**Written problem:** The required output is the line that contains "Place a point on every instance of the burning" plus every line after it in the listing below, copied exactly as it appears.

**Records:**
# # # # # # #

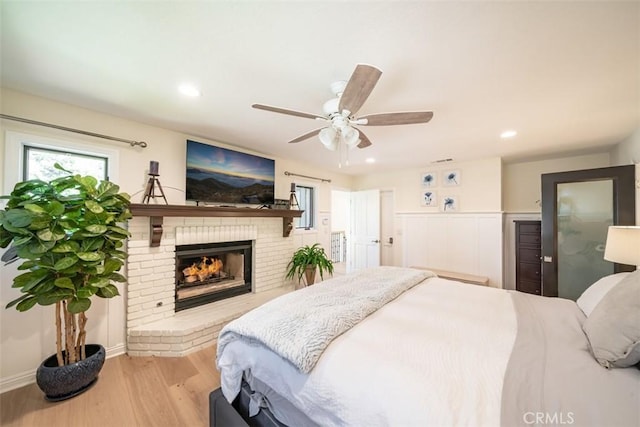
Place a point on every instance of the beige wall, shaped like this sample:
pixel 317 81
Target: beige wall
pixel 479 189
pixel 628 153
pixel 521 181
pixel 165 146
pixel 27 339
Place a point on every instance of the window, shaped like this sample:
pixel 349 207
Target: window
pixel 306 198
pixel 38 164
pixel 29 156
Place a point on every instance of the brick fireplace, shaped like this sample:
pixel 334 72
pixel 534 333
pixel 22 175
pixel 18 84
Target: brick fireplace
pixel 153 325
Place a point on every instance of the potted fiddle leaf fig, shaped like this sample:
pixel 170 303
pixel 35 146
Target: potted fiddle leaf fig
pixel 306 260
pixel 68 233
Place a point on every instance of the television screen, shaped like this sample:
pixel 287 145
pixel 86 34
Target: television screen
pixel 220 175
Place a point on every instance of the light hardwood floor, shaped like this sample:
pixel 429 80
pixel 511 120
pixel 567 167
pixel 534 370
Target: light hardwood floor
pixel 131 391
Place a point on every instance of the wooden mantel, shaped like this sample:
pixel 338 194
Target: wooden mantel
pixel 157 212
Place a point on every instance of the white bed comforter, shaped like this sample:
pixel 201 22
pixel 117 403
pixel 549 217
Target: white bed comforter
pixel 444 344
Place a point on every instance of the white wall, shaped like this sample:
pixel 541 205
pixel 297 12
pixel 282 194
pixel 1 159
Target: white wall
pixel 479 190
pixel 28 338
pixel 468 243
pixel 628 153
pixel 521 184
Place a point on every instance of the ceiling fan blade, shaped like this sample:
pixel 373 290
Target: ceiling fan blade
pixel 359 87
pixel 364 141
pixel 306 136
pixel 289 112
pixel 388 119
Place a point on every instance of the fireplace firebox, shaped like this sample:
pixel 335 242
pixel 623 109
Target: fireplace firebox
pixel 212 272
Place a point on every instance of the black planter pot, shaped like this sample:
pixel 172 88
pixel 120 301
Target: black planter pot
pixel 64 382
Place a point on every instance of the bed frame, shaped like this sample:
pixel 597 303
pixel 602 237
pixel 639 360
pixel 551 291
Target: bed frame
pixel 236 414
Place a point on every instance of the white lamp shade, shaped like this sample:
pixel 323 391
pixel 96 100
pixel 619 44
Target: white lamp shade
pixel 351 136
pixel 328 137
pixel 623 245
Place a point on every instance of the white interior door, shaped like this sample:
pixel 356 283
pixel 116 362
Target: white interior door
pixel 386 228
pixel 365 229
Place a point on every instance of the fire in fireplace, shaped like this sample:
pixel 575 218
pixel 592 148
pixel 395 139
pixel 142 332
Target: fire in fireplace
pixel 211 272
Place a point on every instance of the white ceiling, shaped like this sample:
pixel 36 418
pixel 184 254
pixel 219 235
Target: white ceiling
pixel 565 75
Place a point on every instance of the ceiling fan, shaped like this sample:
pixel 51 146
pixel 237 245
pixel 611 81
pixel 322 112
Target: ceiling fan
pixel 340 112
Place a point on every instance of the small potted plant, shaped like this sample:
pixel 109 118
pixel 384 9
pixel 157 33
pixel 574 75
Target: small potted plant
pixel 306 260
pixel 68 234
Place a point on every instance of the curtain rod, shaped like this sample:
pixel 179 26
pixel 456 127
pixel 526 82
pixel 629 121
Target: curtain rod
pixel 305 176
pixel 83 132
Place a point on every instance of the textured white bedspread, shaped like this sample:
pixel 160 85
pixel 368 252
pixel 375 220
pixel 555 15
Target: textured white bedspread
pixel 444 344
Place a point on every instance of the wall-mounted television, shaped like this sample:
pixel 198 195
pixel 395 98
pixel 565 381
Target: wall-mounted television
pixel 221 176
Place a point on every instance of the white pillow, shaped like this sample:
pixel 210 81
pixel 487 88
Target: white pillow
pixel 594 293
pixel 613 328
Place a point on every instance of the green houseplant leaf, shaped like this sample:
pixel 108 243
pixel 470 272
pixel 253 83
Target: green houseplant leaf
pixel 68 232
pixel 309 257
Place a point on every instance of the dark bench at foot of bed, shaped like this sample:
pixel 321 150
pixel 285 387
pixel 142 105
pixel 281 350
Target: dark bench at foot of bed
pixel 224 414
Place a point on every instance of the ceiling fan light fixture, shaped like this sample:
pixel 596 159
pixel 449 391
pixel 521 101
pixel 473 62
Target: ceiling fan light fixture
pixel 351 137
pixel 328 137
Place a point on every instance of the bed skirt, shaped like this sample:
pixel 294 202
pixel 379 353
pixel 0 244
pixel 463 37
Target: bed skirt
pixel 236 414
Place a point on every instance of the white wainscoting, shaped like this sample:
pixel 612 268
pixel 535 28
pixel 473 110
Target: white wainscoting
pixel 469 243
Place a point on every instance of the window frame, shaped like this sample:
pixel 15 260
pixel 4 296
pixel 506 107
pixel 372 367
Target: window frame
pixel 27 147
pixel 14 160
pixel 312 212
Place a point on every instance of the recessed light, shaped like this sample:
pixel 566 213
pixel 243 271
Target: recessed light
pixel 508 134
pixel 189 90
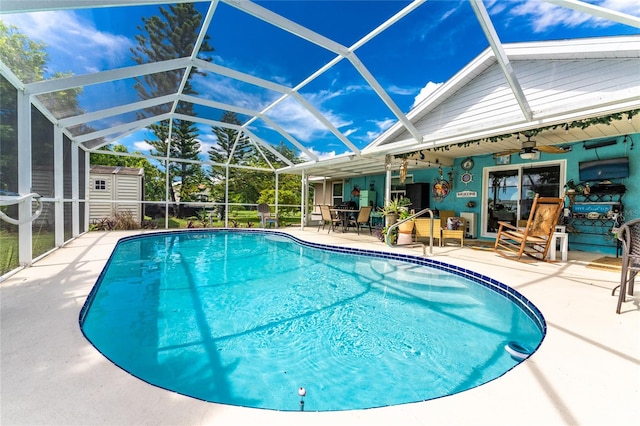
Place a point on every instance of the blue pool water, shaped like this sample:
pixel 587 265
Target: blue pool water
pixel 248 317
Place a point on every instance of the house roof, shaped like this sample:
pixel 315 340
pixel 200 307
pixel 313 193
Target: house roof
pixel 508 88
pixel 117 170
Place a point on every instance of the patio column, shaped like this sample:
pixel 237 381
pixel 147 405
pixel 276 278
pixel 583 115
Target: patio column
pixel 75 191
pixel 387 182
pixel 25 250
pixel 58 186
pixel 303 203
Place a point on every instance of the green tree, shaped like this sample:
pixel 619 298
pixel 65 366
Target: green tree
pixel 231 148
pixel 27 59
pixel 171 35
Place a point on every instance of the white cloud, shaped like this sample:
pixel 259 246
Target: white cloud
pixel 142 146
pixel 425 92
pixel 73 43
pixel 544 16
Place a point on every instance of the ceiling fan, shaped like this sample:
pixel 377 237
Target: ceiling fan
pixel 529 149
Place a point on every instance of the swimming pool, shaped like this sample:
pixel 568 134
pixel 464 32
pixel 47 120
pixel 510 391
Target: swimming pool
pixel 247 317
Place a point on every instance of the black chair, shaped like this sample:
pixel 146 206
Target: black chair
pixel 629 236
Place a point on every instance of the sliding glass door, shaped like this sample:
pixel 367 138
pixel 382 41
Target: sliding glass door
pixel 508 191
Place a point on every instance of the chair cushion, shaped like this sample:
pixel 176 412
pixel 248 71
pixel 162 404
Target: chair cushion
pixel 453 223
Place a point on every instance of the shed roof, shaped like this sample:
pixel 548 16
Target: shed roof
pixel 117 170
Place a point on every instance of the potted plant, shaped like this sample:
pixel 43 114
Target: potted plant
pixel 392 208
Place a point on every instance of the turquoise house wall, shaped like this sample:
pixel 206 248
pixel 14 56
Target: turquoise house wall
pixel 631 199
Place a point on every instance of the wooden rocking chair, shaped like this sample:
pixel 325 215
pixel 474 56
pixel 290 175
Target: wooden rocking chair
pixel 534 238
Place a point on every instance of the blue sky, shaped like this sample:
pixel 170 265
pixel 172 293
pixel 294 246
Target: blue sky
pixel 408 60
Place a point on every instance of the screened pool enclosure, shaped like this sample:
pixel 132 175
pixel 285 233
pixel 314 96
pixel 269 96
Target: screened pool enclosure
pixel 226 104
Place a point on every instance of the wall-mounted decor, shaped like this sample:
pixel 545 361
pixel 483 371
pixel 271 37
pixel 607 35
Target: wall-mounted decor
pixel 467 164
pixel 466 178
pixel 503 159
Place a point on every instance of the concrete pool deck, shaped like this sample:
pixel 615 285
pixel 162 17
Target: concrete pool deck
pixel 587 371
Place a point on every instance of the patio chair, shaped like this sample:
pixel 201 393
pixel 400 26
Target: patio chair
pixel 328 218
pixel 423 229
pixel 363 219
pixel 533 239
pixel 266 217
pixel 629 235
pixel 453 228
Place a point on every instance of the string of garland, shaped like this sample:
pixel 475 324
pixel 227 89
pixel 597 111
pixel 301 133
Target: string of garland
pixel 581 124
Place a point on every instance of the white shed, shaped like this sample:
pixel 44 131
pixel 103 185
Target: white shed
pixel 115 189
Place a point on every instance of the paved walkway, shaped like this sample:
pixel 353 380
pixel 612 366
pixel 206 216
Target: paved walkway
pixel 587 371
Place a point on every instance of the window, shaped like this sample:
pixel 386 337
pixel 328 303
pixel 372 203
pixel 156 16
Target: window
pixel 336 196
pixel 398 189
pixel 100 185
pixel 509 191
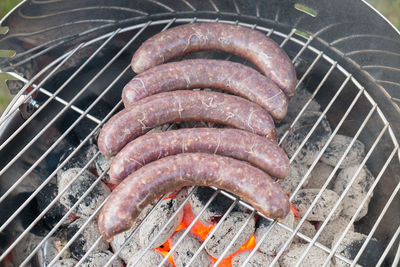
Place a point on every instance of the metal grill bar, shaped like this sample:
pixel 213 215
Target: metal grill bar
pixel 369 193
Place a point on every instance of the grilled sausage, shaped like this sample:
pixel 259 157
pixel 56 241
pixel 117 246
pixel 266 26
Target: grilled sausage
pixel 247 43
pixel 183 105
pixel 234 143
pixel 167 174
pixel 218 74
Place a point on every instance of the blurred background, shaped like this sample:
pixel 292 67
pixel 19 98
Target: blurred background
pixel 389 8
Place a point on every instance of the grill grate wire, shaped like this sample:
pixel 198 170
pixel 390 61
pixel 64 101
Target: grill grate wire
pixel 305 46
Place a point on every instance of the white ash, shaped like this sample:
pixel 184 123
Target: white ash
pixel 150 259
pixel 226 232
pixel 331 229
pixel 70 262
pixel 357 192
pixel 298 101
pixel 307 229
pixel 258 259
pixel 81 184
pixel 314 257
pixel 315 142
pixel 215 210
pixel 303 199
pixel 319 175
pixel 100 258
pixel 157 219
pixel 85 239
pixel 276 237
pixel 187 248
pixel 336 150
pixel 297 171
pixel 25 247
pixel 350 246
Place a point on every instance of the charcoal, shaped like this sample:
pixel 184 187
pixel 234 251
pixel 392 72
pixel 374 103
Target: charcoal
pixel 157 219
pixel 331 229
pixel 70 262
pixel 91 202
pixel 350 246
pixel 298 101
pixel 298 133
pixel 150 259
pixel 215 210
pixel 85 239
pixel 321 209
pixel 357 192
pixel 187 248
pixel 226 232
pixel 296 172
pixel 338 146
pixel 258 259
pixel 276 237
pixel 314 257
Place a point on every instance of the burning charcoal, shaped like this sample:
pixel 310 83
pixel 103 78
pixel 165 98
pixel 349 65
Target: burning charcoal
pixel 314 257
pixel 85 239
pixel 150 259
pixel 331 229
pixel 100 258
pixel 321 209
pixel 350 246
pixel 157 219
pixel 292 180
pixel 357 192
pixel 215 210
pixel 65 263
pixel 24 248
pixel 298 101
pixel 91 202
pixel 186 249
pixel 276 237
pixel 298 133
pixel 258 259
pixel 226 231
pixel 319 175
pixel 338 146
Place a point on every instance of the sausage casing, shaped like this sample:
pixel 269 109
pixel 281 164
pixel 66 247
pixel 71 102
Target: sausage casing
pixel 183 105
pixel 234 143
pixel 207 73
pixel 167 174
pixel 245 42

# # # # # # #

**Output of the task:**
Place a point on every instance of the burning charcoal, shaped like this sample:
pixel 310 83
pixel 103 78
pixel 165 98
pixel 349 65
Target: burning charcoal
pixel 314 257
pixel 85 239
pixel 150 259
pixel 331 229
pixel 100 258
pixel 321 209
pixel 350 246
pixel 157 219
pixel 292 180
pixel 357 192
pixel 215 210
pixel 65 263
pixel 24 248
pixel 298 101
pixel 91 202
pixel 186 249
pixel 276 237
pixel 298 133
pixel 258 259
pixel 226 231
pixel 319 175
pixel 338 146
Place a point on every instance of the sausage casing, shaped like this sample:
pixel 269 109
pixel 281 164
pixel 66 247
pixel 71 102
Target: sausage casing
pixel 183 105
pixel 234 143
pixel 207 73
pixel 167 174
pixel 245 42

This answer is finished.